- **ЧТО СДЕЛАТЬ**
1. Выведите без изменений фрагмент текста о Куликовской битве: начните со слов «Зная, за что» и остановитесь после слов «было почти нереально.».
2. Что, согласно тексту о Куликовской битве, говорилось о пеших кнехтах в уставе ордена Тамплиеров?
3. Продолжите текст о Куликовской битве, начиная сразу после его последнего предложения.

- **ТЕКСТ**
* * * *

Зная, за что воюют, русские полки стояли, не сдвигаясь ни на шаг, даже если их издали расстреливали дальнобойные татарские луки. И упорно, насмерть держались, когда на них, с визгом и свистом сабель, налетала неудержимая татарская конница

Русский героизм. Дмитрий Донской

На что надеялся князь Дмитрий Иванович вместе со своими полководцами, предоставляя главную роль в битве состоящему в своей основе из пеших ополченцев Большому полку? Ведь, как говорит пословица, «пеший конному не товарищ», в нашем случае — не соперник. В средние века в Западной Европе наступать пешей ратью на конное войско вообще считалось невозможным, да так оно и было. В обороне пехота, теоретически, еще как-то могла противостоять коннице, но практически и это было почти нереально.

Крупнейший военный историк Ганс Дельбрюк на основании всех изученных западноевропейских битв делает окончательный вывод: «Вообще же функции сплоченной массы пехоты как в стрелковом и смешанном бою, так и в пассивной обороне ограничиваются рамками вспомогательного рода войск». Обычно же пешая рать бросалась врассыпную, едва завидев всадников. В уставе ордена Тамплиеров прямо было сказано, что пешим кнехтам не по силам противостоять конному противнику, и потому им не возбраняется спасаться бегством.

Тогда почему то, что было невозможным для Европы, русские полководцы сделали ключевым фактором в Куликовской битве? Или русские крестьяне-пешцы, как их тогда называли, были в бою во много раз «круче» европейских?

* * * *

- **ФРАГМЕНТ НАБОРА ДАННЫХ**

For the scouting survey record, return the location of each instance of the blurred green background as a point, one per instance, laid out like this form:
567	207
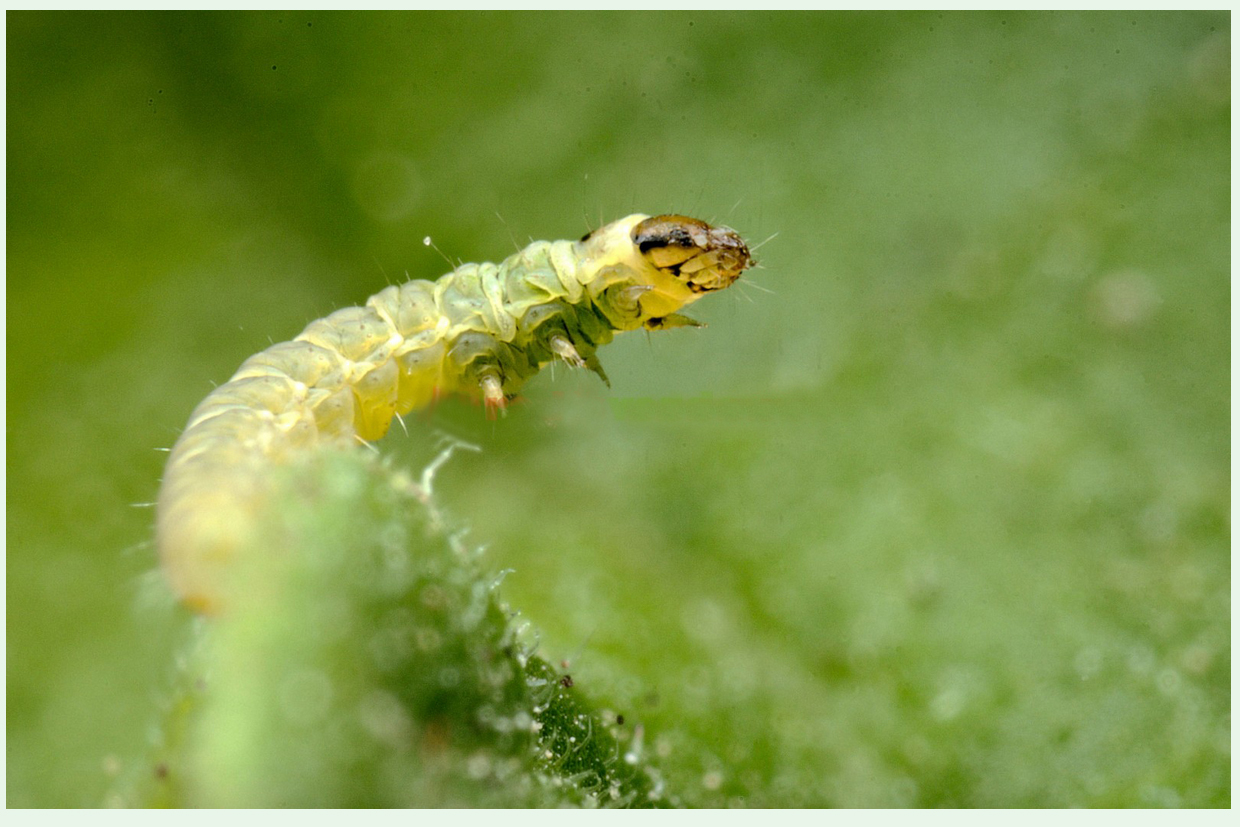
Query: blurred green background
934	512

* * * *

- **ОТВЕТЫ**
1.
Зная, за что воюют, русские полки стояли, не сдвигаясь ни на шаг, даже если их издали расстреливали дальнобойные татарские луки. И упорно, насмерть держались, когда на них, с визгом и свистом сабель, налетала неудержимая татарская конница

Русский героизм. Дмитрий Донской

На что надеялся князь Дмитрий Иванович вместе со своими полководцами, предоставляя главную роль в битве состоящему в своей основе из пеших ополченцев Большому полку? Ведь, как говорит пословица, «пеший конному не товарищ», в нашем случае — не соперник. В средние века в Западной Европе наступать пешей ратью на конное войско вообще считалось невозможным, да так оно и было. В обороне пехота, теоретически, еще как-то могла противостоять коннице, но практически и это было почти нереально.

2. Что пешим кнехтам не по силам противостоять конному противнику, и потому им не возбраняется спасаться бегством.

3.
Именно что были. Но не потому, что обладали особыми воинскими умениями или у них было особое оружие (какое там! — топоры на коротких древках да рогатины, обитые железом). Просто у русских, когда они знали, за что воевали, появлялось особое воинское качество — стойкость. И тогда в бою русские полки стояли, не сдвигаясь ни на шаг, даже если их издали расстреливали дальнобойные татарские луки. И упорно, насмерть держались, когда на них, с визгом и свистом сабель, налетала неудержимая татарская конница.

Вот именно на то, что народная рать своим сопротивлением истощит силу татарской конницы, что Большой полк любой ценой удержит строй, и надеялись русские полководцы, выстраивая стратегический план битвы.

Да, фактически они обдуманно обрекали ополчение на почти полное истребление. Но в случае победы эта жертва приобретала высочайший смысл. Себя князья тоже не жалели. Князь Дмитрий со своей дружиной стал в центре Большого полка и, в отличие от Мамая, ставка которого была на Красном холме (в 6–7 километрах от передовой), тоже приносил себя в жертву. Причем делал это сознательно.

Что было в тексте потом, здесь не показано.